▼▼▼

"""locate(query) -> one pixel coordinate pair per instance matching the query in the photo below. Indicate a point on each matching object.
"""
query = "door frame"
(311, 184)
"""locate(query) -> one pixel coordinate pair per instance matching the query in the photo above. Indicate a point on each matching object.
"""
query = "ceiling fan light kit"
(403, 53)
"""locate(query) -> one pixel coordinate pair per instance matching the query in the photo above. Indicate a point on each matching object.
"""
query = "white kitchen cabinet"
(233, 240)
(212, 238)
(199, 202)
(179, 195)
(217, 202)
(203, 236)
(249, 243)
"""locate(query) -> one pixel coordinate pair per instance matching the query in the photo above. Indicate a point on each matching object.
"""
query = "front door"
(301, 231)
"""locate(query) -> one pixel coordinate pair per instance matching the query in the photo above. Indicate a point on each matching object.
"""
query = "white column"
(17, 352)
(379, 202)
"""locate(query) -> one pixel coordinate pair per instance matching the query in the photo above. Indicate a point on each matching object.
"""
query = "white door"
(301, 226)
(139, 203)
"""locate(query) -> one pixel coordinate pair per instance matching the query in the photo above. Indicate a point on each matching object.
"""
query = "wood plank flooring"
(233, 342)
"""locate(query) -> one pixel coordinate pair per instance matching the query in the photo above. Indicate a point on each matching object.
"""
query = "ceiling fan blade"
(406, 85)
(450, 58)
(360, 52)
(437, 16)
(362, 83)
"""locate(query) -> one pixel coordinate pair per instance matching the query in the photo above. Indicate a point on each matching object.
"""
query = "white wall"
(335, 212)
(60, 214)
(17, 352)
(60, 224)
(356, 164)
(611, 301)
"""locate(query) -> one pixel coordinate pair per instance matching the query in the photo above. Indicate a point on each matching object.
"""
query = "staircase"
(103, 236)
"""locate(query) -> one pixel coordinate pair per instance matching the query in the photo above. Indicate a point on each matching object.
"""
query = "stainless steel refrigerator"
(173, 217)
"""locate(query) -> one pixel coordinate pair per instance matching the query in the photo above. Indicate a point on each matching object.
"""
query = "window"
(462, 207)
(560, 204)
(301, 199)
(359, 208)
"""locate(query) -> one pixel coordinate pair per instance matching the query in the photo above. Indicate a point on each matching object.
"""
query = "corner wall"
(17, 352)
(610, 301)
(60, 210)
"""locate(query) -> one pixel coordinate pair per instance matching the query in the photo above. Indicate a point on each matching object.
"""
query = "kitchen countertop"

▲▲▲

§ **EXERCISE DETAILS**: Your response must contain the complete listing, copied without deviation.

§ **ANSWER FOR THE TASK**:
"""locate(query) -> one pixel coordinate pair per instance matching the query in the photo below. Indicate a point on each matching object.
"""
query = "door frame"
(311, 184)
"""locate(query) -> one pixel coordinate pair per instance matching the query in the photo above. Indicate a point on each matching object.
"""
query = "ceiling fan light kit"
(403, 53)
"""locate(query) -> one pixel coordinate pair per instance matching the query in the photo above. Indicate a point on each matching object.
"""
query = "white kitchen cabinet"
(233, 240)
(212, 238)
(199, 202)
(179, 195)
(217, 202)
(203, 236)
(249, 243)
"""locate(query) -> one pixel coordinate pair per instance matching the query in the photo above. Indicate a point on each matching object.
"""
query = "front door"
(301, 231)
"""locate(query) -> one pixel coordinate pair per instance matching the query in the photo above. Indicate a point on each matching object.
"""
query = "white column"
(17, 352)
(379, 202)
"""locate(query) -> one pixel coordinate pair per instance matching the query in the photo above. Indicate a point on each matching object.
"""
query = "white door"
(301, 226)
(139, 203)
"""locate(query) -> one pixel coordinate pair per instance matching the query in the photo above. Indicate a point on each matching object.
"""
query = "wood plank flooring"
(233, 342)
"""locate(query) -> one pixel coordinate pair per instance matching the query in the photo above. Indicate a point on each matching object.
"""
query = "ceiling fan blade"
(406, 85)
(450, 58)
(360, 52)
(437, 16)
(362, 83)
"""locate(query) -> one pixel coordinate pair per instance matching the query in the photo above. Indicate a point on each matching object.
"""
query = "white wall"
(335, 212)
(60, 214)
(17, 352)
(60, 224)
(356, 164)
(611, 301)
"""locate(query) -> one pixel coordinate pair per instance matching the query in the photo above. Indicate a point on each matching object.
"""
query = "staircase"
(103, 236)
"""locate(query) -> one pixel coordinate pair per instance matching the query in the photo above. Indicate a point on each matching object.
"""
query = "stainless steel refrigerator"
(173, 217)
"""locate(query) -> one pixel coordinate pair per instance matching the query in the photo above. Indicate a point on each matching object.
"""
query = "window"
(462, 207)
(560, 204)
(301, 199)
(359, 208)
"""locate(query) -> one pixel coordinate pair per instance matching the query in the photo above. Indicate a point on each matching object.
"""
query = "corner wall"
(17, 352)
(610, 301)
(60, 210)
"""locate(query) -> one pixel coordinate pair per instance matching the query in the photo above. Indicate a point on each matching object.
"""
query = "kitchen countertop"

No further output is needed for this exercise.